> **DOCUMENT SEGMENT**:
##############################
Happy Monday, everyone, or as happy as it can be given that it’s 2020 and we’re all likely in a computer simulation run by a sadistic toddler. An announcement before we begin today’s serious post: The Community-Centric Fundraising (CCF) Slack community is growing and now has over 800 members. People are connecting to one another and starting to form local CCF groups across the world. So join, and I hope to see you there!
Speaking of CCF, since the launch of this movement last month, I’ve been getting requests to be on panels or write articles to defend the community-centric approach against folks who hold traditional donor-centered fundraising philosophies and practices. The framing is that there are two sides to this “debate,” with community-centrism being an uppity challenger to traditional practices so it is time to duke it out Mad Max Thunderdome-style (I may have exaggerated a little).
Sorry, I am not interested in these debates. There are no two sides. Traditional donor-centered approaches have revolved around the comfort of white donors and thus have been allowing them to avoid grappling with systemic injustice rooted in slavery, colonization, and capitalistic exploitation of the poor and marginalized that perpetuates wealth and power hoarding among rich mostly white people, which fuels many of the problems we’re trying to fix. Let’s not waste time with back-and-forth over whether that’s true. There is also no argument that this works to bring in funding. In fact, the issue is that it “works” TOO well. But just because something “works,” doesn’t mean it is the ethical thing to do. We need to collectively explore ways to evolve our fundraising practices to be more ethical.
What I am interested in is dissecting this bad habit that our sector has of “both-siding” injustice and the harm that this causes, the above issue being one example of it. What is both-siding? It’s the belief that there are equally valid perspectives to every issue and that they all deserve the same amount of time and attention. Unfortunately, this has had terrible consequences in our society. For example, the climate-change “debate.” Scientists are overwhelmingly in agreement on the issue, so to give any air time to those in denial is to give validity to fringe beliefs, and over the past several years this has caused untold destruction to our planet. Besides climate change, both-siding has led to the rise in anti-vaxxers, anti-maskers, Covid-impact-minimizers, and violent white supremacists.
Both-siding happens because we think we’re being fair and intellectually curious and encouraging “diversity of perspectives,” etc. But many perspectives are awful and should never get any exposure. This is not to say we should no longer hear different sides or have rigorous debates. But those should be designed to engage with essential truths, not to argue about whether an overwhelmingly proven fact is valid or not. For instance, we can debate about how to respond to human-created climate change, NOT debate whether humans create climate change. We can argue about Kamala Harris’s records, NOT do what Newsweek did, which is give racists a platform to advance their birther conspiracy theory, in the name of “diverse perspectives.”
##############################
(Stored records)

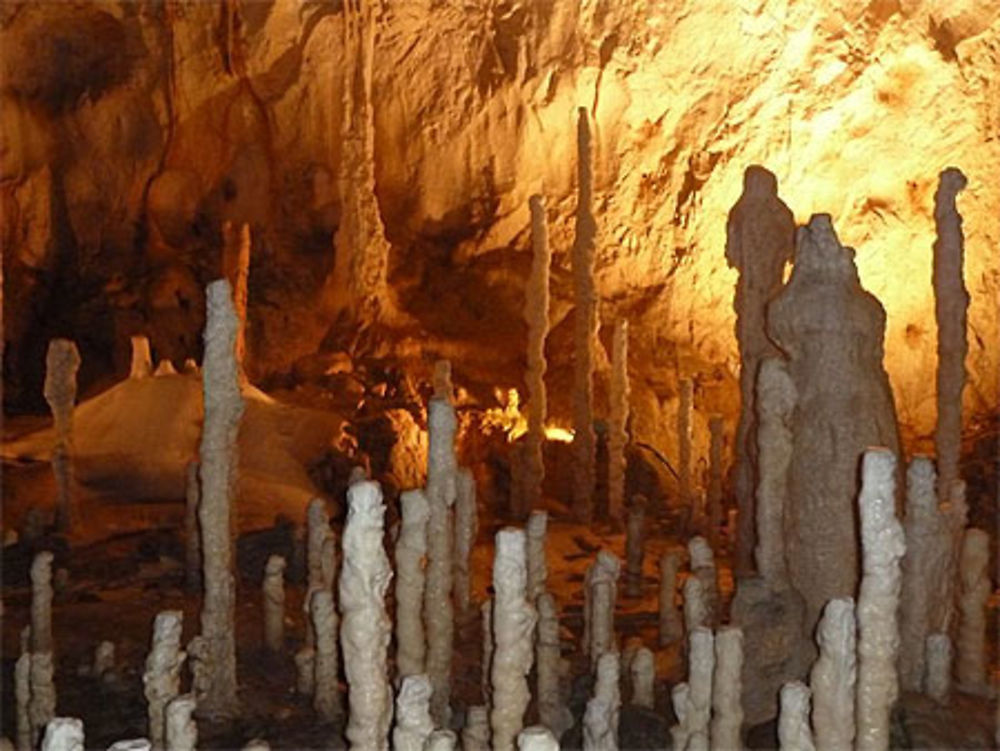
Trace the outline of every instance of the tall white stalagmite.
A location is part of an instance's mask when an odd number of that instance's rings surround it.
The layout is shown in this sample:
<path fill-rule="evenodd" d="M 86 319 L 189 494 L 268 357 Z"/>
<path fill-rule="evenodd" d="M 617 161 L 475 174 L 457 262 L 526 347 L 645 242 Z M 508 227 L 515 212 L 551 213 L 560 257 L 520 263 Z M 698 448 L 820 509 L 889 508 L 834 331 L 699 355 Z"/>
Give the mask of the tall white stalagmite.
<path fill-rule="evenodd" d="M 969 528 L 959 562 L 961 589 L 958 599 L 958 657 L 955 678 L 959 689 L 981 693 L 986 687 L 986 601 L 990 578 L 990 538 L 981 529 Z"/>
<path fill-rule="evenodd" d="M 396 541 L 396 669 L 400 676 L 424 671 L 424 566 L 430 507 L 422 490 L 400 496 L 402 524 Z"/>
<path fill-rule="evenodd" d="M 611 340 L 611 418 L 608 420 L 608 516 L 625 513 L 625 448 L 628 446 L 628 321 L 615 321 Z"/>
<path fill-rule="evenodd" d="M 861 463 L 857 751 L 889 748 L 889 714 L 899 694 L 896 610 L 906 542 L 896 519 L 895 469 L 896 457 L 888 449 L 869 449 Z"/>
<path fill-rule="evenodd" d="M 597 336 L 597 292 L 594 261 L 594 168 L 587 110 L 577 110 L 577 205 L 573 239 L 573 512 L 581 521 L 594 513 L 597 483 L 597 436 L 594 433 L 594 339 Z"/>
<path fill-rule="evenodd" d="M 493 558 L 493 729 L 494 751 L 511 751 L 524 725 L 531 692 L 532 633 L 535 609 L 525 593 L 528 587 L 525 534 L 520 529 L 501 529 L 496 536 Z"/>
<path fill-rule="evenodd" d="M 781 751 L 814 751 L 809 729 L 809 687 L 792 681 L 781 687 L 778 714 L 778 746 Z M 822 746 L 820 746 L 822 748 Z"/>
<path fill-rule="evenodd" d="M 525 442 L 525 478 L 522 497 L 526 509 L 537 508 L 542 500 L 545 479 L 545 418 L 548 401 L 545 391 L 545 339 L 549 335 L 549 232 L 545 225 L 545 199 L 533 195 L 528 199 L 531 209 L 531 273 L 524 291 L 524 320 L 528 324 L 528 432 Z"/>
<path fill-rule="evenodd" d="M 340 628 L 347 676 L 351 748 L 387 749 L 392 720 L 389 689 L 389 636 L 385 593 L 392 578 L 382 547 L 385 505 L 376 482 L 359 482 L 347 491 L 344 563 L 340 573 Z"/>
##############################
> **TASK SET**:
a) Answer these from the post on both-siding:
(i) How many members does the CCF Slack community now have?
(ii) How does the post define both-siding?
(iii) Which publication gave racists a platform for their birther conspiracy theory?
b) Quote the stretch of the post on both-siding from "Sorry, I am" through "be more ethical.".
The listing plays no part in this work.

> **OUTPUTS BY TASK**:
a)
(i) Over 800.
(ii) It is the belief that there are equally valid perspectives to every issue and that they all deserve the same amount of time and attention.
(iii) Newsweek.

b)
Sorry, I am not interested in these debates. There are no two sides. Traditional donor-centered approaches have revolved around the comfort of white donors and thus have been allowing them to avoid grappling with systemic injustice rooted in slavery, colonization, and capitalistic exploitation of the poor and marginalized that perpetuates wealth and power hoarding among rich mostly white people, which fuels many of the problems we’re trying to fix. Let’s not waste time with back-and-forth over whether that’s true. There is also no argument that this works to bring in funding. In fact, the issue is that it “works” TOO well. But just because something “works,” doesn’t mean it is the ethical thing to do. We need to collectively explore ways to evolve our fundraising practices to be more ethical.